● **WHAT THE TASK REQUIRES**
The answer should be an exact copy of the data.
===== EXERCISE INPUT
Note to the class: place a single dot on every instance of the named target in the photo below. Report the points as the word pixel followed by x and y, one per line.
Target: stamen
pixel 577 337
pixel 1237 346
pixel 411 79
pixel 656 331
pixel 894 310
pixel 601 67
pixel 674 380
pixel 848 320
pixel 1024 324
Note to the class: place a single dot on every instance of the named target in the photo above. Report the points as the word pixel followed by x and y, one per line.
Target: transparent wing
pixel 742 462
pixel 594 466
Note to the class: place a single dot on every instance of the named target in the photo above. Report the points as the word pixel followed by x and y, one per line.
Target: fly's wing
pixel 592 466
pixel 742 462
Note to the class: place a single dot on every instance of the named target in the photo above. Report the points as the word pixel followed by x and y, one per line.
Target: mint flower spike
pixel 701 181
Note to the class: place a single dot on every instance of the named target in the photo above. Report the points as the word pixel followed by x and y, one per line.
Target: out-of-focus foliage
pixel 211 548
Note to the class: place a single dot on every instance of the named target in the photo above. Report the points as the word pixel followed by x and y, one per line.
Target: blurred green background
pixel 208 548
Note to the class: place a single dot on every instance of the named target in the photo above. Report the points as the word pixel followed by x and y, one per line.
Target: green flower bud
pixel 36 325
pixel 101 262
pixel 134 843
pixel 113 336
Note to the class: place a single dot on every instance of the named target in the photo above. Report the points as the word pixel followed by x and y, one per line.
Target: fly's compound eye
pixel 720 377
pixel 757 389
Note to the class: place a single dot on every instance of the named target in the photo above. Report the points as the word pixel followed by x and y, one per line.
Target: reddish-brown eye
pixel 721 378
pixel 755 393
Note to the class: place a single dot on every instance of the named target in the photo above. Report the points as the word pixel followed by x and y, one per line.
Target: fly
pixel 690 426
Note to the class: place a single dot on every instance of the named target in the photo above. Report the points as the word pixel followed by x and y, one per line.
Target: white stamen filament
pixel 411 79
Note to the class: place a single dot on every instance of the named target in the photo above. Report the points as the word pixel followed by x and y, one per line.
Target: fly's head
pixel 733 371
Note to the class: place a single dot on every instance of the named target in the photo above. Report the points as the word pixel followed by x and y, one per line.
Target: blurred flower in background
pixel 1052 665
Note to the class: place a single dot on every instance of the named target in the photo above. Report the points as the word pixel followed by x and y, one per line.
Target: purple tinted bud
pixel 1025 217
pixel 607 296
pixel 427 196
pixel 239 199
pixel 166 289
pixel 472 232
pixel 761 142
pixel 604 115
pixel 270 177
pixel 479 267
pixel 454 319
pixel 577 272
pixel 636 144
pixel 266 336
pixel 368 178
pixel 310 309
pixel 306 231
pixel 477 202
==========
● **ANSWER SPACE**
Note to the class: place a single dot on every instance of the named target in the photo below. Report the points as the word pixel followed by x and y, one per line.
Target: stamen
pixel 577 337
pixel 1237 346
pixel 411 79
pixel 656 331
pixel 894 310
pixel 601 67
pixel 674 380
pixel 848 320
pixel 1024 324
Note to the class: place a single dot on every instance of the named target in the photo above. Report the points as the word pixel followed by x and y, one per line.
Target: transparent wing
pixel 742 462
pixel 594 466
Note to the class: place a single dot on every instance of the named target in the photo above. Report the points as the word pixel followed by x and y, one per line.
Target: fly's wing
pixel 592 466
pixel 742 462
Note to the class: place a single dot on every instance of the named target in the photo above. Report the points as the word pixel followed by x and y, one per line.
Target: mint flower spike
pixel 701 181
Note to the class: place a single dot on every instance of the named target in the photo above. Report the points as the word pixel followed by x and y, one per line.
Target: out-of-focus foliage
pixel 211 548
Note to the class: place a single dot on every instance of the named target in the photo above. Report the points as the word pixel followed by x and y, one per line.
Target: blurred green background
pixel 208 548
Note to the class: place a single dot on every instance of the named target in the photo above. Report the points as the word pixel followed by x and y, one per line.
Target: green flower bud
pixel 36 325
pixel 101 262
pixel 134 843
pixel 113 336
Note to the class: place a single dot on every instance of the named target in the photo above. Report the points as the word pixel followed by x and y, one per line.
Target: fly's compound eye
pixel 720 377
pixel 757 389
Note to the class: place a single dot on every instance of the named target in the photo above. Report the points as the word pixel followed by x and y, one per line.
Target: reddish-brown eye
pixel 721 378
pixel 755 393
Note to the class: place a single dot on every instance of the named target in the photo above. Report the points as the word pixel followed by x and y, one per line.
Target: fly
pixel 690 426
Note to the class: place a single dot on every instance of the named target in the photo above. Report the points as the word pixel followed by x and y, one per line.
Target: white stamen filament
pixel 411 79
Note to the class: place a single dot on every instance of the named target in the photo above. Report the points as the word pixel followed by x and y, one per line.
Target: fly's head
pixel 733 371
Note to the class: place a single dot on every instance of the named target in the photo above. Report the points as the word pixel followed by x and y, one per line.
Target: blurred flower in background
pixel 1052 665
Note to the class: place a single dot on every instance of the named target in the photo above. Report the points as the word pixel followed by x and y, one per line.
Target: purple tinted bud
pixel 1025 217
pixel 607 296
pixel 427 196
pixel 239 199
pixel 166 289
pixel 472 232
pixel 761 142
pixel 604 115
pixel 270 177
pixel 479 267
pixel 454 319
pixel 577 272
pixel 636 144
pixel 266 336
pixel 368 178
pixel 310 309
pixel 306 231
pixel 477 202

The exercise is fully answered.